* Task set:
[1] Translate this sentence from the ADB energy policy text into Spanish: "Although climate change is considered as a key issue in the ADB Energy Policy of 2009, the Bank itself admits that not all of its clean energy investments are considered climate investments."
[2] In the ADB energy policy text, what decline in global CO2 emissions from 2010 levels should the 1.5°C Pathway reach by 2030?
[3] Quote the ADB energy policy text, starting at "Although climate change" and ending at "gas power plants.".

* Text segment:
= Beginning of Section =

Although climate change is considered as a key issue in the ADB Energy Policy of 2009, the Bank itself admits that not all of its clean energy investments are considered climate investments. Without strict criteria for “clean” energy and a firm exclusion for the financing of coal projects, the 2009 Energy Policy has enabled the Bank to make dirty commitments, providing a crutch for the next generation of advanced coal and gas power plants.
Gerry Arrances of Center for Energy, Ecology, and Development (CEED) Philippines explained that “ADB must pursue and promote a 1.5°C Pathway—reaching a global CO2 emissions decline of 45% from 2010 levels by 2030, and net-zero CO2 emissions by mid-century—without false solutions”.

= End of Section =

* Source data:
= Beginning of Section =

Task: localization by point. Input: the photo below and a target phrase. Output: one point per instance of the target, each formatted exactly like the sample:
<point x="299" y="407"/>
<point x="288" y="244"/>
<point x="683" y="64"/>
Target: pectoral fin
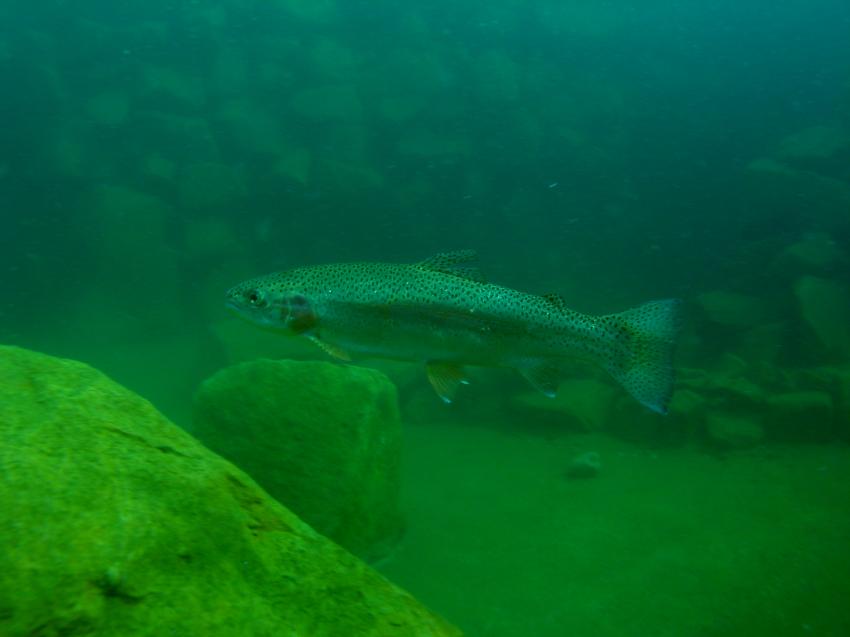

= End of Section =

* Exercise responses:
[1] Aunque el cambio climático se considera un tema clave en la Política Energética del ADB de 2009, el propio Banco admite que no todas sus inversiones en energía limpia se consideran inversiones climáticas.

[2] A decline of 45% from 2010 levels.

[3]
Although climate change is considered as a key issue in the ADB Energy Policy of 2009, the Bank itself admits that not all of its clean energy investments are considered climate investments. Without strict criteria for “clean” energy and a firm exclusion for the financing of coal projects, the 2009 Energy Policy has enabled the Bank to make dirty commitments, providing a crutch for the next generation of advanced coal and gas power plants.